*What to do*. Using the entries below, output each line exactly from the first through the one that contains "the gray grill".

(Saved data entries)
········

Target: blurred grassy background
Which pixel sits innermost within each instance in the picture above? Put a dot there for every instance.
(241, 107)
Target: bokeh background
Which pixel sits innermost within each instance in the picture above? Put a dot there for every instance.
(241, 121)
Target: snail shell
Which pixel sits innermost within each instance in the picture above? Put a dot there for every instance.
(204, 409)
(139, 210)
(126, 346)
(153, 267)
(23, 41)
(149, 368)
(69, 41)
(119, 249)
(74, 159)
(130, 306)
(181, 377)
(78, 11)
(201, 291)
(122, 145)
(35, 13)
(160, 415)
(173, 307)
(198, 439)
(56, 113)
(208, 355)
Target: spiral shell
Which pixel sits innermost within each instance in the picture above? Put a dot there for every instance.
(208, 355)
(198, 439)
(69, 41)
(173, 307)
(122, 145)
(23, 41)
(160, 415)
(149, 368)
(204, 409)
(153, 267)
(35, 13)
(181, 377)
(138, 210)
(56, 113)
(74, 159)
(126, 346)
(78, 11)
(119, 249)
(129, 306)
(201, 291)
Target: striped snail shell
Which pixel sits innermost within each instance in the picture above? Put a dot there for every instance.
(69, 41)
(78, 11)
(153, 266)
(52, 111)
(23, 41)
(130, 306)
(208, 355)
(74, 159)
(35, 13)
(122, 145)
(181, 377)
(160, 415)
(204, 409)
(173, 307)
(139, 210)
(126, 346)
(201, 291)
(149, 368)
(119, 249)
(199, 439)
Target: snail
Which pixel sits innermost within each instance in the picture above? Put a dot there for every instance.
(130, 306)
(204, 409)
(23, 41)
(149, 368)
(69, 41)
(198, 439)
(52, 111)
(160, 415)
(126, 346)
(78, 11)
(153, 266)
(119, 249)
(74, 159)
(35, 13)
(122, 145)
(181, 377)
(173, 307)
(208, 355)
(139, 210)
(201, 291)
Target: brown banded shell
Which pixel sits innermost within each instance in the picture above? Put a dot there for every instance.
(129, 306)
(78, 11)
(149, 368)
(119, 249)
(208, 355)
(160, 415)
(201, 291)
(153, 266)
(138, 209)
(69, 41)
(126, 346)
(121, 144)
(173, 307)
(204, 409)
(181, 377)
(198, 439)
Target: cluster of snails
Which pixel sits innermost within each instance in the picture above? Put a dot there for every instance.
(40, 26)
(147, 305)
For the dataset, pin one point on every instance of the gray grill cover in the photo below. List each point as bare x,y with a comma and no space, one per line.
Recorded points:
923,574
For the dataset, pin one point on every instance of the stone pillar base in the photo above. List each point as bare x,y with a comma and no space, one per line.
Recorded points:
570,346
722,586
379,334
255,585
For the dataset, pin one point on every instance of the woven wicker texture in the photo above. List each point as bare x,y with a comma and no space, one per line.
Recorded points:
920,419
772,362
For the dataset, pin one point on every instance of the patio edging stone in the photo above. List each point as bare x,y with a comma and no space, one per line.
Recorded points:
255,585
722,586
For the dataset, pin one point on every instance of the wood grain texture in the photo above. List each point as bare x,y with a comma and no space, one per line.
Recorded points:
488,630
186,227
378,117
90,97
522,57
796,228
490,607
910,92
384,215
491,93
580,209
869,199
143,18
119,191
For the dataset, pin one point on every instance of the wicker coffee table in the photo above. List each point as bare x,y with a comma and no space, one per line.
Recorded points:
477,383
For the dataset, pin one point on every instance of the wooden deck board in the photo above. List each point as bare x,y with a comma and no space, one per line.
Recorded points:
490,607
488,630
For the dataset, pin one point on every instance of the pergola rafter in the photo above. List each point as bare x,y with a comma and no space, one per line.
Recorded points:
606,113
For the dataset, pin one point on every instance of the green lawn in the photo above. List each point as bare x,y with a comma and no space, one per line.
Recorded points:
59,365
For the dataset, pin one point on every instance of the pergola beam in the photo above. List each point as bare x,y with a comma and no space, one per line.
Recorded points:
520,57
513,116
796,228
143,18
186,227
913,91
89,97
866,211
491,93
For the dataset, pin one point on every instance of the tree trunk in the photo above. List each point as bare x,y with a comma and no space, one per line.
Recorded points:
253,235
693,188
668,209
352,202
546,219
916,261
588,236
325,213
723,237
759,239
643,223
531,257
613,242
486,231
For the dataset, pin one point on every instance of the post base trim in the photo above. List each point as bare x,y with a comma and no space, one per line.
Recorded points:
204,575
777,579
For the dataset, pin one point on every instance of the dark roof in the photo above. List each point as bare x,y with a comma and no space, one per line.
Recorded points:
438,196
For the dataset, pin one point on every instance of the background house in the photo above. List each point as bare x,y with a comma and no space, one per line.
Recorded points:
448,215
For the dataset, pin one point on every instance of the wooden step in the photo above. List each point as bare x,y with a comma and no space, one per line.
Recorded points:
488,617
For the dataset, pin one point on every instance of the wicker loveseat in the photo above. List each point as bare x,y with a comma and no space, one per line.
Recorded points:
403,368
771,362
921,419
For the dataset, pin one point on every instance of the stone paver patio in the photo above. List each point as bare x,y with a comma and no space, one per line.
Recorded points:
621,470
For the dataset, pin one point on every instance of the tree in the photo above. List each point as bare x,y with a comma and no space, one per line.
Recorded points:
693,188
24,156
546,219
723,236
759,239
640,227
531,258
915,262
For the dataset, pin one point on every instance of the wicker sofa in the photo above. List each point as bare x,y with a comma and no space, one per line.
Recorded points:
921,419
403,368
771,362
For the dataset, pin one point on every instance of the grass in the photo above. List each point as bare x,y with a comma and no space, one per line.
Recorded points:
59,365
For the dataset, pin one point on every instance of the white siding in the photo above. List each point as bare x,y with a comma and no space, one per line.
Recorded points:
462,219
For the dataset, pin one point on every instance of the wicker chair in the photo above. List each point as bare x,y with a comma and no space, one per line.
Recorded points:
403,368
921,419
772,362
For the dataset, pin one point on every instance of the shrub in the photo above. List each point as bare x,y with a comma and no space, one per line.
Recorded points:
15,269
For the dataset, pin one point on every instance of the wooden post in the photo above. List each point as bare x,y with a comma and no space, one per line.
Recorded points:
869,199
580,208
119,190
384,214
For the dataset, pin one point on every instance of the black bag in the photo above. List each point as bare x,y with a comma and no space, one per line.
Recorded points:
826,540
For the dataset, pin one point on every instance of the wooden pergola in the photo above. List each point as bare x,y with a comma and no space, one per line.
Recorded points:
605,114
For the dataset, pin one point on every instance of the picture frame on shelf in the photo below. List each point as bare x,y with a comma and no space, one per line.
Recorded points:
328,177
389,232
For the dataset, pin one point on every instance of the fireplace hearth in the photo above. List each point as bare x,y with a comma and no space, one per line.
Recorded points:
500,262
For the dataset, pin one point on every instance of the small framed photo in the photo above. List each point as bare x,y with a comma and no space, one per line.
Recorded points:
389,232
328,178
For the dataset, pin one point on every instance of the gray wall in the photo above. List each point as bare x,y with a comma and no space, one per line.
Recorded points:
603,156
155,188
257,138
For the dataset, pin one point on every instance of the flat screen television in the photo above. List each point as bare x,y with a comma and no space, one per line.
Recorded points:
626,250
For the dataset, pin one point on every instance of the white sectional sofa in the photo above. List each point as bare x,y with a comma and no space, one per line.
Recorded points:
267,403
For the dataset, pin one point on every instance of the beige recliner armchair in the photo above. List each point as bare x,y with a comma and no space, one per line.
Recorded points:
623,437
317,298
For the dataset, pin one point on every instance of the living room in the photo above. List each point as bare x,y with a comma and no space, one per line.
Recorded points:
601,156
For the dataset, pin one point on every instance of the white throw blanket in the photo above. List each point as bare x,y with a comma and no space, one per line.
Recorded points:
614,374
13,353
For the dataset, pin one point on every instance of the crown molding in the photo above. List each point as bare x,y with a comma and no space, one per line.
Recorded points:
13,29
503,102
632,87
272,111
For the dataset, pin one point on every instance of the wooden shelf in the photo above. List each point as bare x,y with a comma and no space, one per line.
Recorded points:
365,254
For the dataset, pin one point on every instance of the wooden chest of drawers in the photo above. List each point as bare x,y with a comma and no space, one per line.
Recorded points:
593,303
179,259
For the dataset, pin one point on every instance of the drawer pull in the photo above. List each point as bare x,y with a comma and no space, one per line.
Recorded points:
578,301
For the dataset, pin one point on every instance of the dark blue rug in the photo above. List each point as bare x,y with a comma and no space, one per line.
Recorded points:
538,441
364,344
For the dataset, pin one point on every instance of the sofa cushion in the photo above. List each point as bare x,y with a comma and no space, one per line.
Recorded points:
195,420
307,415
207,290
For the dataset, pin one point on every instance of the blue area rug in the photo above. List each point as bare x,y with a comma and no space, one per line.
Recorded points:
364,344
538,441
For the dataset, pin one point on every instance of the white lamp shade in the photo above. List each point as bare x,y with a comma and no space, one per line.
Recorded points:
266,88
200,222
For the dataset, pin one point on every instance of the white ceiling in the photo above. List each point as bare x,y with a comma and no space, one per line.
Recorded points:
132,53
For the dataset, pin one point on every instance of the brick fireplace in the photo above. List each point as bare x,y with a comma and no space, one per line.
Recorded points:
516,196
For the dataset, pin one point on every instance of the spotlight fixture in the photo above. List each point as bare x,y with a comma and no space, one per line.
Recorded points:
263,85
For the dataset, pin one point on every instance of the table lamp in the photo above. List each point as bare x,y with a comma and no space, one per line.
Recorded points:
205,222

········

*Written answer*.
Target: blurred grassy background
Which pixel sits innermost within each instance in the picture above? Put a dot there for every instance.
(241, 107)
Target: bokeh background
Which pixel sits innermost within each instance in the picture above? Put a dot there for every instance.
(241, 121)
Target: snail shell
Which pixel sits innermost within each instance in the picture above? Put a dot there for every instance.
(204, 409)
(139, 210)
(126, 346)
(153, 267)
(23, 41)
(149, 368)
(69, 41)
(119, 249)
(74, 159)
(130, 306)
(181, 377)
(78, 11)
(201, 291)
(122, 145)
(35, 13)
(160, 415)
(173, 307)
(198, 439)
(56, 113)
(208, 355)
Target: spiral shell
Which pixel sits innermost within each instance in the picture above? Put a dot there for every instance.
(208, 355)
(198, 439)
(69, 41)
(173, 307)
(122, 145)
(23, 41)
(160, 415)
(149, 368)
(204, 409)
(153, 267)
(35, 13)
(181, 377)
(138, 210)
(56, 113)
(74, 159)
(126, 346)
(78, 11)
(119, 249)
(129, 306)
(201, 291)
Target: striped snail shell
Which pixel sits innermost within each instance in the picture above? Put a dot there for every instance.
(69, 41)
(78, 11)
(153, 266)
(52, 111)
(23, 41)
(130, 306)
(208, 355)
(74, 159)
(35, 13)
(122, 145)
(181, 377)
(160, 415)
(204, 409)
(173, 307)
(139, 210)
(126, 346)
(201, 291)
(149, 368)
(119, 249)
(199, 439)
Target: snail
Which pixel sits innermost within each instance in the picture above? Put a dot there for every instance.
(130, 306)
(204, 409)
(23, 41)
(149, 368)
(69, 41)
(198, 439)
(52, 111)
(160, 415)
(126, 346)
(78, 11)
(153, 266)
(119, 249)
(74, 159)
(35, 13)
(122, 145)
(181, 377)
(173, 307)
(208, 355)
(139, 210)
(201, 291)
Target: brown banded shell
Which pixel sits innermost within each instance in the picture above? Put a dot there for every instance.
(129, 306)
(78, 11)
(149, 368)
(119, 249)
(208, 355)
(160, 415)
(201, 291)
(153, 266)
(138, 209)
(69, 41)
(126, 346)
(121, 144)
(173, 307)
(204, 409)
(181, 377)
(198, 439)
Target: cluster of snails
Which pixel sits innermost within each instance in the picture above? Put a dot there for every instance.
(40, 26)
(147, 305)
For the dataset, pin one point on every instance of the gray grill cover in the photo below. List each point as bare x,y with a comma and no space, one per line.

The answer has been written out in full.